* _Job_
Set the listing down again in full, word for word, with the pictures left out.

### Extracted records

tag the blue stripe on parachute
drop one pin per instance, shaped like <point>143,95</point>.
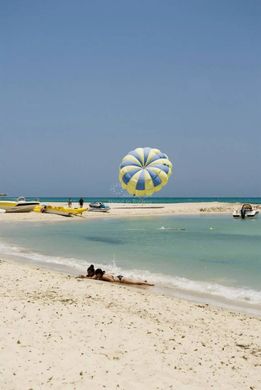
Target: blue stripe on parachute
<point>146,152</point>
<point>155,178</point>
<point>162,167</point>
<point>126,163</point>
<point>141,182</point>
<point>159,156</point>
<point>128,175</point>
<point>136,155</point>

######

* _Final result_
tag the blue stripe on parachute
drop one pin per instance, shaped like <point>143,95</point>.
Target: blue stripe on parachute
<point>146,152</point>
<point>155,178</point>
<point>162,167</point>
<point>126,163</point>
<point>141,182</point>
<point>159,156</point>
<point>128,175</point>
<point>136,155</point>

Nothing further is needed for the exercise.